--- START OF RECORDS PROVIDED ---

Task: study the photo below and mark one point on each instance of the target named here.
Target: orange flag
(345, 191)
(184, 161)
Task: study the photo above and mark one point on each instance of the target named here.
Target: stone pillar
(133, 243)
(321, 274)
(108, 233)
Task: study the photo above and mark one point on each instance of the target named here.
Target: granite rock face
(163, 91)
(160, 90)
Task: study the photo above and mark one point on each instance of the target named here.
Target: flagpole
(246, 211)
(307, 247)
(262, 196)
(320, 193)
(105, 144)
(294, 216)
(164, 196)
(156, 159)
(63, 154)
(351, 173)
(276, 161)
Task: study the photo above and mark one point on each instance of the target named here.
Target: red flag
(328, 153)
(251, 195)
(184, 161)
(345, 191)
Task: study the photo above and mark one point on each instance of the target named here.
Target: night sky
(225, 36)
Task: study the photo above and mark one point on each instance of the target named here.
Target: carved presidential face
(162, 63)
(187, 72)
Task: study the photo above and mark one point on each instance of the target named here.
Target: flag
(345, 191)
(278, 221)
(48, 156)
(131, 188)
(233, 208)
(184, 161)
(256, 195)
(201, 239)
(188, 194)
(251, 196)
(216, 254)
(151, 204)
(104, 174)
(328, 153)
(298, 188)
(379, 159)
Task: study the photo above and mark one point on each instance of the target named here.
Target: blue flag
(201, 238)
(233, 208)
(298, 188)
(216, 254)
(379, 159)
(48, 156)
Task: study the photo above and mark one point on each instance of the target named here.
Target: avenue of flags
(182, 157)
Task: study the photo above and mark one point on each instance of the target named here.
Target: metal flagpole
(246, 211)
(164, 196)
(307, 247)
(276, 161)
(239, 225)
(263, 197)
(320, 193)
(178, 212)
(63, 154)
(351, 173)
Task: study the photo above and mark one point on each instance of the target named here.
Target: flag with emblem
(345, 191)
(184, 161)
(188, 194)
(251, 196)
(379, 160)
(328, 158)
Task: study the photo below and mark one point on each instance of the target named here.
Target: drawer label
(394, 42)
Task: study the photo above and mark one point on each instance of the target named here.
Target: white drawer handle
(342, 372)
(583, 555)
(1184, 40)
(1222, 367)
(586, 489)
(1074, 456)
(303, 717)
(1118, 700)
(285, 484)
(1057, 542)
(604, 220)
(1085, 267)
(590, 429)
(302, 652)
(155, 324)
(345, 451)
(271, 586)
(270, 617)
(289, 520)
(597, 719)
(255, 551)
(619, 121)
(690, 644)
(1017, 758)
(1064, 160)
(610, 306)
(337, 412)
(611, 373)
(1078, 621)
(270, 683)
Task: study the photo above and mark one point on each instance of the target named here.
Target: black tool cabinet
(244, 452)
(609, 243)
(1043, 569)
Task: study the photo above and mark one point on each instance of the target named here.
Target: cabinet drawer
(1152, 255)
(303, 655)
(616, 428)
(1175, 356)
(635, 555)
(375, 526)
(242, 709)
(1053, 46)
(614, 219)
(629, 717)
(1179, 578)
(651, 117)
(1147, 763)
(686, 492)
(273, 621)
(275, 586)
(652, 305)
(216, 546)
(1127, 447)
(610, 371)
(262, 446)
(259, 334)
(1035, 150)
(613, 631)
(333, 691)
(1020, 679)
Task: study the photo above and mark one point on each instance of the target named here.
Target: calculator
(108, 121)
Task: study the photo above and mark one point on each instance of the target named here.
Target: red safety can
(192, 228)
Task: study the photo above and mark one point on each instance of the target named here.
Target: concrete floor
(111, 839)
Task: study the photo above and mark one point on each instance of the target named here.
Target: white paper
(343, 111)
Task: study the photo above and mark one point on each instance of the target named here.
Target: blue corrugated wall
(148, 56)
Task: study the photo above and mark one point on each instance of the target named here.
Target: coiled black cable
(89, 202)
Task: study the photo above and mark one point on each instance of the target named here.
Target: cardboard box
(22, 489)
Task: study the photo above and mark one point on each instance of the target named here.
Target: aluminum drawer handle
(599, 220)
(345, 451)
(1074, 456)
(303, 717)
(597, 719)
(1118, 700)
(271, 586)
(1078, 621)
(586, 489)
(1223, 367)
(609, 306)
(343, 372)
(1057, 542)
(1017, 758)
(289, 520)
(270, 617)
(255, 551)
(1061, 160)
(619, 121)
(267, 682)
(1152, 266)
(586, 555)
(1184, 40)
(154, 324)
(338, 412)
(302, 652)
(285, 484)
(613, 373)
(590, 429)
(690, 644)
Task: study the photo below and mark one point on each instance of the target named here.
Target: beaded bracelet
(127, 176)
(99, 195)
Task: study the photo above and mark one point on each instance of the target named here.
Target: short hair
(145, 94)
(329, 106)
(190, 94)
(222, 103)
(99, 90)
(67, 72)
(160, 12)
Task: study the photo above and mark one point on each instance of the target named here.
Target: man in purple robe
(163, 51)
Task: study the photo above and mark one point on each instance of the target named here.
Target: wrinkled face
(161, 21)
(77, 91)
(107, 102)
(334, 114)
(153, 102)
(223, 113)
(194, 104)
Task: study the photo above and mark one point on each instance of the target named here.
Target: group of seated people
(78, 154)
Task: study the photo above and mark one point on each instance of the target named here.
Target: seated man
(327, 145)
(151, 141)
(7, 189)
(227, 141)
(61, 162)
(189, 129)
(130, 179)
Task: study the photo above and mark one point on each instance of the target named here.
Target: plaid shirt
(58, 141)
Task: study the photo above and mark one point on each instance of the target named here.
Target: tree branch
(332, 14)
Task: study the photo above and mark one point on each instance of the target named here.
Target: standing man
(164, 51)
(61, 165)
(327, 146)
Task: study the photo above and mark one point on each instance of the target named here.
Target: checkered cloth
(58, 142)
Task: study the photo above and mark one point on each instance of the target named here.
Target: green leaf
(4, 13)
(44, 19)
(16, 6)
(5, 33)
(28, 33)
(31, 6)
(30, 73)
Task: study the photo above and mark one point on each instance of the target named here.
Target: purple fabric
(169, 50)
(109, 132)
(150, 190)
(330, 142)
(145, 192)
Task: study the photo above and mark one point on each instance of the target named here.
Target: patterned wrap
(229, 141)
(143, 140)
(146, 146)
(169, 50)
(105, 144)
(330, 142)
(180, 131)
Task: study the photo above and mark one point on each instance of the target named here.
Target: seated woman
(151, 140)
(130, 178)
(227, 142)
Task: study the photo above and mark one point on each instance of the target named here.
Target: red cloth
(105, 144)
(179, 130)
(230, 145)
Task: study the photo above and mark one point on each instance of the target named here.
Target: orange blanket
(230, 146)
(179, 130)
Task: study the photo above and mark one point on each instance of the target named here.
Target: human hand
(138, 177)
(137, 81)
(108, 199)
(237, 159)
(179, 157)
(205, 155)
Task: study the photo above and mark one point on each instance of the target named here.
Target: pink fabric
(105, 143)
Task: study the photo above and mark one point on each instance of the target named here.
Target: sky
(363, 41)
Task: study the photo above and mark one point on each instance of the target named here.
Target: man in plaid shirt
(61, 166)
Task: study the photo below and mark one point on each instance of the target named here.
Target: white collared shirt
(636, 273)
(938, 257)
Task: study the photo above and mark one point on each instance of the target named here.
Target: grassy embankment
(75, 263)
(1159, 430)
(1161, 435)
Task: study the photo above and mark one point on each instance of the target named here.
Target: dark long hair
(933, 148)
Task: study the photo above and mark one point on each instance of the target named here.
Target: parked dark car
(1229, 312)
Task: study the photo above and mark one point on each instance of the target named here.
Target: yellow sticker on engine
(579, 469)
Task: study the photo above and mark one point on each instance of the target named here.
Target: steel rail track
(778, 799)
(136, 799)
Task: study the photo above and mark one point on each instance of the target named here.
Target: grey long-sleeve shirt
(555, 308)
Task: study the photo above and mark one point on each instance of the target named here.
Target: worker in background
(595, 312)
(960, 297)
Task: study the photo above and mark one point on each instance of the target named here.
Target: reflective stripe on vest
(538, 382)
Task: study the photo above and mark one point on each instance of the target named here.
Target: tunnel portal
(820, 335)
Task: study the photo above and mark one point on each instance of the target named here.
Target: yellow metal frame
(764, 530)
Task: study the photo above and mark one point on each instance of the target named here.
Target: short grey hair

--- END OF RECORDS PROVIDED ---

● **TASK TO COMPLETE**: From the records above, select each line containing the word "white" and copy those lines.

● **RESPONSE TO THE TASK**:
Target: white drawer handle
Target: white paper
Target: white collared shirt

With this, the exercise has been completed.